===== SUPPLIED MATERIAL
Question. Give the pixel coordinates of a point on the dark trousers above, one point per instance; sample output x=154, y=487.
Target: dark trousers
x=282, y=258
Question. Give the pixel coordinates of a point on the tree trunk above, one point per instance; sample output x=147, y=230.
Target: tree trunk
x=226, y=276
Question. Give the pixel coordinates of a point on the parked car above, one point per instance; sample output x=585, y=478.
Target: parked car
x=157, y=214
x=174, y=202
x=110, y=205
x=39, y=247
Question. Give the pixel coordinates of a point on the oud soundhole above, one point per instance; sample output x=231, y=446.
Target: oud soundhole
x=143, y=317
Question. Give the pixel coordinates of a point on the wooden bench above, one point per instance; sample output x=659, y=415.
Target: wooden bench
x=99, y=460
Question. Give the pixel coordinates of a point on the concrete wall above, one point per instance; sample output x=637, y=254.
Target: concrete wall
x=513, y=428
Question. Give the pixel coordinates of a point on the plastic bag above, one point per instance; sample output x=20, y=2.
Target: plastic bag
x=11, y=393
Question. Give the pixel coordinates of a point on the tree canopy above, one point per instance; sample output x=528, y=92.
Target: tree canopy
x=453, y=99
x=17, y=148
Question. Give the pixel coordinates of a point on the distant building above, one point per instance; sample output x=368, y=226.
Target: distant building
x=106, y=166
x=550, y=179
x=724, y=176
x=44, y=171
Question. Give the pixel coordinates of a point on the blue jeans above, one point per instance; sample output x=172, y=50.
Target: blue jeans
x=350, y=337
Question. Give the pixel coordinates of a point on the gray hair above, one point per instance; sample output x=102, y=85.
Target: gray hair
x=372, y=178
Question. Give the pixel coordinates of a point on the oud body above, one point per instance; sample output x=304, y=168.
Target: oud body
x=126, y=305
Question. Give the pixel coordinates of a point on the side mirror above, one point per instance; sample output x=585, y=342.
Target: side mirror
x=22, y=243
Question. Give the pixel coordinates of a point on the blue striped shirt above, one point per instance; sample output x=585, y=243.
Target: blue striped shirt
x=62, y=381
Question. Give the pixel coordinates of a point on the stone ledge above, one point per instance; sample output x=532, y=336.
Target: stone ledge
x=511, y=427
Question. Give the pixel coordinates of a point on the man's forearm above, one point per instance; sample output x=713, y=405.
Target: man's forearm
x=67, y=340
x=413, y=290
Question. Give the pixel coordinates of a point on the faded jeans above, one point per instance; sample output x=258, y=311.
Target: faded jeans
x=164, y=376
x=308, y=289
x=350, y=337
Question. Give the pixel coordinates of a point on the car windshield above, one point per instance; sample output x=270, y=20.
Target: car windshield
==========
▶ TASK GOAL
Only exact copies of the lines from the one containing "Question. Give the pixel coordinates of a point on the distant" to the end of the records belong in the answer.

▶ ANSWER AREA
Question. Give the pixel coordinates of a point on the distant building above, one point per instance; sample output x=368, y=226.
Target: distant building
x=106, y=166
x=550, y=179
x=724, y=176
x=44, y=171
Question. Give the pixel coordinates of a point on the blue jeans above, one point per instance; sample output x=172, y=50.
Target: blue jeans
x=350, y=337
Question. Give the pixel coordinates of a point on the gray hair above, one point per instance; sample output x=102, y=85.
Target: gray hair
x=372, y=178
Question. Give the pixel coordinates of a point on the oud body above, one point per instance; sample output x=304, y=168.
Target: oud body
x=126, y=305
Question. Give the pixel coordinates of a point on the side mirror above, one point per instance; sample output x=585, y=342.
Target: side mirror
x=22, y=243
Question. Give the pixel coordinates of a point on the blue striped shirt above, one point per instance; sample output x=585, y=243.
Target: blue striped shirt
x=62, y=381
Question. Give the pixel coordinates of a point on the stone ledge above, one point per instance; sample output x=532, y=336.
Target: stone ledge
x=511, y=427
Question. Give the pixel coordinates of a point on the man's forearm above, one point per instance; sample output x=713, y=405.
Target: man's forearm
x=67, y=340
x=413, y=290
Question. Give the pixel coordinates of a point on the faded jeans above, one point per instance; sample output x=258, y=311.
Target: faded jeans
x=164, y=376
x=308, y=289
x=350, y=337
Question. Give the pixel coordinates of a point on the car windshield above, one point per instance; sample output x=270, y=20.
Target: car windshield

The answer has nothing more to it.